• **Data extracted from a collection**

+ + + +

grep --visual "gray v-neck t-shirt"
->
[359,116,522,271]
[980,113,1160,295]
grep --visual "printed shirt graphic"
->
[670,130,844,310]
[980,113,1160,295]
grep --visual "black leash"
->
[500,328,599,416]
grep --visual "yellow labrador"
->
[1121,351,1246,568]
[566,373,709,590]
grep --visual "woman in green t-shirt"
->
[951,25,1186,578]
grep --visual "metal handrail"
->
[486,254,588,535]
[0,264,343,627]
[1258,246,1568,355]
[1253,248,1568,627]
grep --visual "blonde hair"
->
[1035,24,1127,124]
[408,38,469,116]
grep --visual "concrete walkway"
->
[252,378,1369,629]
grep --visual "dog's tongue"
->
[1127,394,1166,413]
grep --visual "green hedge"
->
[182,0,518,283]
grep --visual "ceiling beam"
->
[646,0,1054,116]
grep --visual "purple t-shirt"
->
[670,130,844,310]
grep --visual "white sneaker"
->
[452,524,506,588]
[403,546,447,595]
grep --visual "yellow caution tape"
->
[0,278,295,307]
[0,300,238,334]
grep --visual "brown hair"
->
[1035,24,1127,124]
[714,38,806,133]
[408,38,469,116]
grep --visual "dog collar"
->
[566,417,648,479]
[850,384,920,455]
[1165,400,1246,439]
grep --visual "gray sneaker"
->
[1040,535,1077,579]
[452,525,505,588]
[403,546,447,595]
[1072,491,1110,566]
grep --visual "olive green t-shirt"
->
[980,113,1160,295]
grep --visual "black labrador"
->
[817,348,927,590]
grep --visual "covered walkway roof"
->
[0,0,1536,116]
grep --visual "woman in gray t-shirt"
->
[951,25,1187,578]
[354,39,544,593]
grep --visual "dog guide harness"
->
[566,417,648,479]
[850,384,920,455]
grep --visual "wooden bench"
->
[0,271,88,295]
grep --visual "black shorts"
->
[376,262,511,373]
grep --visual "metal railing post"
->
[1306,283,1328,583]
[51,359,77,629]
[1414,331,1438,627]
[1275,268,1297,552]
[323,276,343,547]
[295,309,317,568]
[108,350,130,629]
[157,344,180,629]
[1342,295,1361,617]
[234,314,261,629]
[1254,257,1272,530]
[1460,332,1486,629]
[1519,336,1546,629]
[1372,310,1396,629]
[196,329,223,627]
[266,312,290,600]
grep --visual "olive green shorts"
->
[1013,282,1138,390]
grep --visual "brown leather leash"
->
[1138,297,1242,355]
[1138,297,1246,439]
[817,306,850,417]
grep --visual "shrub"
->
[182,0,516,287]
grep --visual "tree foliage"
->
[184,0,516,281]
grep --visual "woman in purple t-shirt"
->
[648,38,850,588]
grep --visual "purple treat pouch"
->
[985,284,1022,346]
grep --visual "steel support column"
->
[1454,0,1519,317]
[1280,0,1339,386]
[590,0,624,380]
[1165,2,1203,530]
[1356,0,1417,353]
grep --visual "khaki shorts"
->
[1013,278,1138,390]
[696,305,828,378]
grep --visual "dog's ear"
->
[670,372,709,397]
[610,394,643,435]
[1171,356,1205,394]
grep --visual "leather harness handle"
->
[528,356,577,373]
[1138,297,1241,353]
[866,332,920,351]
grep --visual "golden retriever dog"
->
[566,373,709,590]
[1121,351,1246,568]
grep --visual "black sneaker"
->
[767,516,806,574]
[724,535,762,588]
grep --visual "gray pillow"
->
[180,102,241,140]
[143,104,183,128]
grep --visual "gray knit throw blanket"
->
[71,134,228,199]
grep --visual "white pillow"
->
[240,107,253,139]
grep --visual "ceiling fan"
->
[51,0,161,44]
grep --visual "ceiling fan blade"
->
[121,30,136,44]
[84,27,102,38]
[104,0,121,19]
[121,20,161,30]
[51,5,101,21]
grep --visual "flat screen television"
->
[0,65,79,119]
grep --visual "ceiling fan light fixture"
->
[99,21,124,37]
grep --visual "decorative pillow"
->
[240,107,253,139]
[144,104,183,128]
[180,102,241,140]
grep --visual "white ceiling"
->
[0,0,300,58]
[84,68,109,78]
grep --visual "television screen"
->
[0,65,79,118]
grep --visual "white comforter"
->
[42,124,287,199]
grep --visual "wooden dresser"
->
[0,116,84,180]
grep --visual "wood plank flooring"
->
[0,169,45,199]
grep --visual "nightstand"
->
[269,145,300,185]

+ + + +

Select every line above that contains the word "olive" and copy each one.

grep --visual "olive green t-shirt"
grep --visual "olive green shorts"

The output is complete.